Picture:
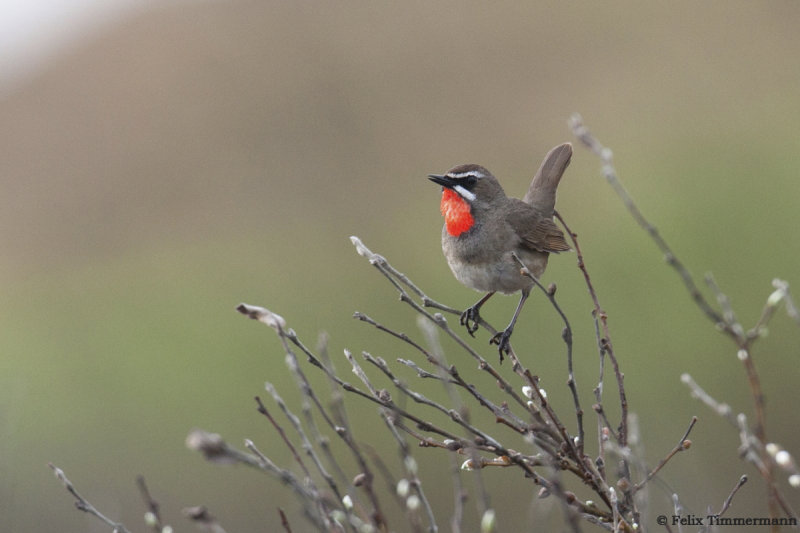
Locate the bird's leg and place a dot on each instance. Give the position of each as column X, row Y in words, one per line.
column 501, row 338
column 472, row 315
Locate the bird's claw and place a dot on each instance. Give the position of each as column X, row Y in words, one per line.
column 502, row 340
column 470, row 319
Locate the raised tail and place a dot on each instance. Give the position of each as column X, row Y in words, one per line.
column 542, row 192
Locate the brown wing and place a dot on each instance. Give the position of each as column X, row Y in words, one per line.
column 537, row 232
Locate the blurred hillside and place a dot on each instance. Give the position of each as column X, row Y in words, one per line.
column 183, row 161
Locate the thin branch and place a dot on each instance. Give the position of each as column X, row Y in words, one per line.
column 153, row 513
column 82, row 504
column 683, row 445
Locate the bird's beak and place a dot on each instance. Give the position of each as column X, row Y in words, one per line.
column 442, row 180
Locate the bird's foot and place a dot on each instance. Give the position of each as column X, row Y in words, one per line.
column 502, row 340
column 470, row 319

======

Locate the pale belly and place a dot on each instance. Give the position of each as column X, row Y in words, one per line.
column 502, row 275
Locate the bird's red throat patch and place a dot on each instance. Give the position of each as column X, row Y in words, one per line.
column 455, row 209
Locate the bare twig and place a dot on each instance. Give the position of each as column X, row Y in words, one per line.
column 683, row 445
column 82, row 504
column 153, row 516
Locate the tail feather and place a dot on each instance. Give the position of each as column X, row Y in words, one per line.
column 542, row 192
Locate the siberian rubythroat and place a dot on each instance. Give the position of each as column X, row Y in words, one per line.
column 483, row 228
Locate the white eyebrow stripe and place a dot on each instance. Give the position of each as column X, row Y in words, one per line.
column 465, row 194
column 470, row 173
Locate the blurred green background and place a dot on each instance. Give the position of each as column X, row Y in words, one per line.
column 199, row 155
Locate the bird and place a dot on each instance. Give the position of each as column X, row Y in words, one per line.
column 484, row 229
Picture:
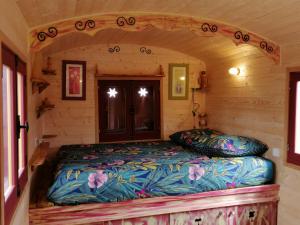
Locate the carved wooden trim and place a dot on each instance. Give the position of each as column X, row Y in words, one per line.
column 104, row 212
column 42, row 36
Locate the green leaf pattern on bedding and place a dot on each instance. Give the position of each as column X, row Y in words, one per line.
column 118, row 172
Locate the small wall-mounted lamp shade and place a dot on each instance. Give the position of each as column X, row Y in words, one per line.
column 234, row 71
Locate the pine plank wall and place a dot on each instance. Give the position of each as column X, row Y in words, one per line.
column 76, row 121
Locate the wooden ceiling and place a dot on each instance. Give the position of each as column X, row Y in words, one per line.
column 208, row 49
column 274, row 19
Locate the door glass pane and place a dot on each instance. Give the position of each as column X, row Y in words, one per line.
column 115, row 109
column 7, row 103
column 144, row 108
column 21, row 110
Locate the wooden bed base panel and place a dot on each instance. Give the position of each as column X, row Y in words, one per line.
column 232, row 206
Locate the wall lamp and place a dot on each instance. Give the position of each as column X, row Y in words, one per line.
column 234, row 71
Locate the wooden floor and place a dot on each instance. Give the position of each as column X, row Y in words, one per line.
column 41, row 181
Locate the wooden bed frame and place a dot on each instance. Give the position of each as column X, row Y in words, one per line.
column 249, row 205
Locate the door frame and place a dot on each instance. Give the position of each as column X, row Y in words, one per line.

======

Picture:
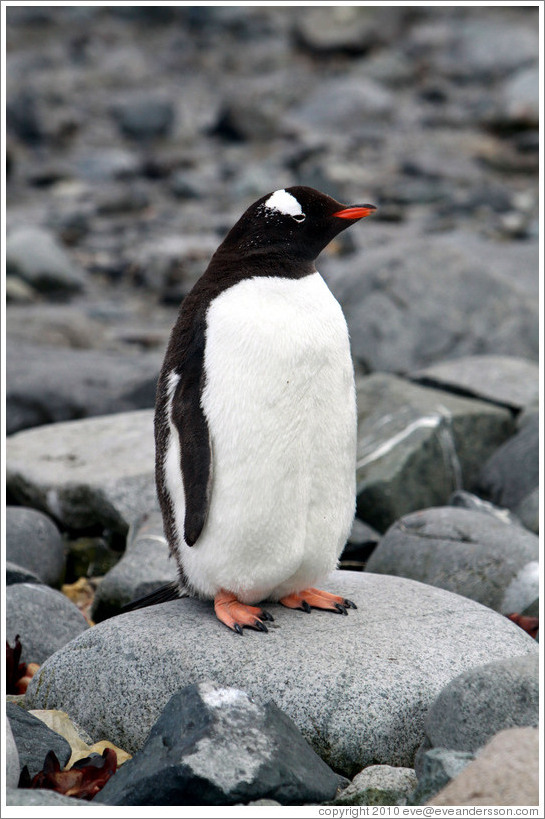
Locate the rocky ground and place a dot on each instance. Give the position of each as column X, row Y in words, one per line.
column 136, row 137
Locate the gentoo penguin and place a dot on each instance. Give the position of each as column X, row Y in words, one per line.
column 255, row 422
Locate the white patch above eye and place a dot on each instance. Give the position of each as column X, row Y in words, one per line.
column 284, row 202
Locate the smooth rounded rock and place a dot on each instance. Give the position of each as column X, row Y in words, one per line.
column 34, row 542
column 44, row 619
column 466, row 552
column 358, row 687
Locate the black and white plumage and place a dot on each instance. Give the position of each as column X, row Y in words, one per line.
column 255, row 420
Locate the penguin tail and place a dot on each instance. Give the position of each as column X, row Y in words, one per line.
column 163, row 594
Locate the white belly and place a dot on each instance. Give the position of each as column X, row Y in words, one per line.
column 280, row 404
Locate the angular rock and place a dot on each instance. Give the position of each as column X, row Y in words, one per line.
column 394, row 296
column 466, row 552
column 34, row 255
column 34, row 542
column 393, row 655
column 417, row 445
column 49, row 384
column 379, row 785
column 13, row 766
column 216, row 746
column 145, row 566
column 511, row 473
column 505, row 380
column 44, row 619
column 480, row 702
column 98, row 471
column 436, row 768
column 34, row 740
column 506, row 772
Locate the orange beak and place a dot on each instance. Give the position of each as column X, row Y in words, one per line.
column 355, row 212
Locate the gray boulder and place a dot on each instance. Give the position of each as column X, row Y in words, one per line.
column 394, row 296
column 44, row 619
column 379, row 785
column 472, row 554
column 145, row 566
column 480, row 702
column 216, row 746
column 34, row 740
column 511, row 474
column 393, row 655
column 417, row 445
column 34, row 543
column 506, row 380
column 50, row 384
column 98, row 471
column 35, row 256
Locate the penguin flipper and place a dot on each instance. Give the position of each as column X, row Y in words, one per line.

======

*Challenge*:
Please rewrite the data starting with the line containing "Locate the wooden ceiling" and going on through the line containing "Locate the door frame", renaming "wooden" to "timber" wherever it occurs and leaving everything else unchanged.

*Answer to the problem*:
Locate the timber ceiling and place a dot on each instance. Give the position of each as column X, row Y in words, one per line.
column 208, row 49
column 274, row 19
Locate the door glass pane and place a dot on each instance. Give the position of each as column X, row Y in words, one per line.
column 115, row 109
column 7, row 103
column 144, row 108
column 21, row 110
Locate the timber bed base panel and place a dot on each instance. Give the position of each as column X, row Y in words, one per line.
column 232, row 206
Locate the wall lamp and place a dot on each instance. Give the position of each as column X, row Y in words, one per line.
column 234, row 71
Locate the timber floor and place a dot on each instance. Give the position of each as column X, row Y in words, one per line.
column 41, row 181
Locate the timber bed frame and place a dot on each instance. Give the position of each as column X, row Y in words, one per line.
column 249, row 205
Locate the door frame and place a dot on each instance. Give the position of each as column X, row Y in words, one per line.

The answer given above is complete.